__Given exercise__: State how many lines in the material below contain the string "hair", treating uppercase and lowercase as different, and reply with that number alone.

+ + + + + + +

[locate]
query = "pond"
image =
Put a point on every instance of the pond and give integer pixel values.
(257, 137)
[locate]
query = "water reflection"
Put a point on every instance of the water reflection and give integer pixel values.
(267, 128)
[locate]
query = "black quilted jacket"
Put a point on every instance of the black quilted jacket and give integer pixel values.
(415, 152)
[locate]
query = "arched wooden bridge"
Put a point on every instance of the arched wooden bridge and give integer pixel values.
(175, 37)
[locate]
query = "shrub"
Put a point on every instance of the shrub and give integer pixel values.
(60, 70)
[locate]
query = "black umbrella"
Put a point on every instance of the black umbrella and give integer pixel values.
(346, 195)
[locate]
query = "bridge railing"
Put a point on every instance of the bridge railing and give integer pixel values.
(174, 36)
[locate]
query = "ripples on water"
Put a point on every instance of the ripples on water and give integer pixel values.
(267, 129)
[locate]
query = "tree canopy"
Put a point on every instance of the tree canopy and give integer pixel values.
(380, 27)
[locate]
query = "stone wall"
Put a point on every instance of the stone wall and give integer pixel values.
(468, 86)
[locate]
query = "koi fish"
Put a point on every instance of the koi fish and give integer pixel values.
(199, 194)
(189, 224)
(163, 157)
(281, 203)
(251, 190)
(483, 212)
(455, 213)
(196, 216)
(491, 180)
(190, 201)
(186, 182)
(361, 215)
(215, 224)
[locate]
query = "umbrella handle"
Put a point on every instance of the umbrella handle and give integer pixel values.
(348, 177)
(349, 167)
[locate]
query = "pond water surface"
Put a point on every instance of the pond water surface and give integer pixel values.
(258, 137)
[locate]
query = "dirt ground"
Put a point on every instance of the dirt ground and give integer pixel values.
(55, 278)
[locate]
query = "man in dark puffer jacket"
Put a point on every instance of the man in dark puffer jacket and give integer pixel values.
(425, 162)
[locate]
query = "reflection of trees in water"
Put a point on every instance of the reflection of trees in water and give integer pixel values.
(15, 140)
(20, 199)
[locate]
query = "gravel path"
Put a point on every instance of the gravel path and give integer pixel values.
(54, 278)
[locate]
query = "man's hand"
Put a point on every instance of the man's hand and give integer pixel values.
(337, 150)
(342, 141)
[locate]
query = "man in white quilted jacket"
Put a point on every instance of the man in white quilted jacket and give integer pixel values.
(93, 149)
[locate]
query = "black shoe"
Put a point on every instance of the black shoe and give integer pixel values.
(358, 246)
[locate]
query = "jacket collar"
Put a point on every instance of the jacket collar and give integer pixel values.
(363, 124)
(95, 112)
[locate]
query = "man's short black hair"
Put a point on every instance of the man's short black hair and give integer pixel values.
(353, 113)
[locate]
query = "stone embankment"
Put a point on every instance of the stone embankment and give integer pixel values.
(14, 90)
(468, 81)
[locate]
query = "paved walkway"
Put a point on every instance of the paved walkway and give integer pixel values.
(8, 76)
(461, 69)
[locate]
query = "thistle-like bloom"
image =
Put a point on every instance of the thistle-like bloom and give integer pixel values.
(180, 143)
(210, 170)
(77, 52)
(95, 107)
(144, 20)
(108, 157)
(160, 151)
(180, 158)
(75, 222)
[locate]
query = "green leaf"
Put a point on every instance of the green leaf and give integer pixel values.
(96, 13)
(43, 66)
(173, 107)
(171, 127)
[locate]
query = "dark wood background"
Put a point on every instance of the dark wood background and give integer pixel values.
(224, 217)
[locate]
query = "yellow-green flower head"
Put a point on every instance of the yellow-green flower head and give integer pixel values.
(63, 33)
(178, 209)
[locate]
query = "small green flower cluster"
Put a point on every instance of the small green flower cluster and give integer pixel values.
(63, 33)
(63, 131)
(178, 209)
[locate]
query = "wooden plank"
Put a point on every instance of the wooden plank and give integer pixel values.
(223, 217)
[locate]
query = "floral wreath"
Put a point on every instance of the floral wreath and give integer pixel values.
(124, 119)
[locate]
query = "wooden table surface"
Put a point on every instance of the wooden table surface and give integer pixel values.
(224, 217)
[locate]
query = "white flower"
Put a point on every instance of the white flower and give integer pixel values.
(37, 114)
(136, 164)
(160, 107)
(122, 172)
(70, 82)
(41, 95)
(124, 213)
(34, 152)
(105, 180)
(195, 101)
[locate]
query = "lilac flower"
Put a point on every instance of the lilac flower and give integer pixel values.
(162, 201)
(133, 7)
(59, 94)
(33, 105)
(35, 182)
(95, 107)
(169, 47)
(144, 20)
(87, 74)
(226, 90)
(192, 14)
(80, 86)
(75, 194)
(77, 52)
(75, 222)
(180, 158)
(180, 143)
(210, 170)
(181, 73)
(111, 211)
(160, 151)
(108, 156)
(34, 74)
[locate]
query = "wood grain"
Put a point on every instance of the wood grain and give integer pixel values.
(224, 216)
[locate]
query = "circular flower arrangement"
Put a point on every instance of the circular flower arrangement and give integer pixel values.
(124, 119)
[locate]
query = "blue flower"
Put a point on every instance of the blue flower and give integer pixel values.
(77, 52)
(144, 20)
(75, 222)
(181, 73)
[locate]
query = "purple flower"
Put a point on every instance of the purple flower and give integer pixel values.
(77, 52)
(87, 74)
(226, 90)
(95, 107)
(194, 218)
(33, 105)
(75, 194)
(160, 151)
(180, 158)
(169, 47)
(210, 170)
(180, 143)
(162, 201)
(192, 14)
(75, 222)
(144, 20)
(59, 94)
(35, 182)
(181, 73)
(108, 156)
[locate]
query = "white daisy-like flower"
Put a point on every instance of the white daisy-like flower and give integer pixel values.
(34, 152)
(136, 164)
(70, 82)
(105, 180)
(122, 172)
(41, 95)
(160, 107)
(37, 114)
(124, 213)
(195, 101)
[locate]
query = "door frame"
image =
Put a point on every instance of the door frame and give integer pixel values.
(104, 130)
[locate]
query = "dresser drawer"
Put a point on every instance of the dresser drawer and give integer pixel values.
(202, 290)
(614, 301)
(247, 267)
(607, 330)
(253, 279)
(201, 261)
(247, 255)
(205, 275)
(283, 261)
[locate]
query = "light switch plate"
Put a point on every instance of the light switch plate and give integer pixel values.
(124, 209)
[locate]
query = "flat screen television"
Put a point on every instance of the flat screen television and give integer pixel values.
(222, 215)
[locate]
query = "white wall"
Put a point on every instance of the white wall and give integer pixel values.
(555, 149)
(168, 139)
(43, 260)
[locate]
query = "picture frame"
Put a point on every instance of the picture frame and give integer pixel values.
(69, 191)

+ + + + + + +

__Response__: 2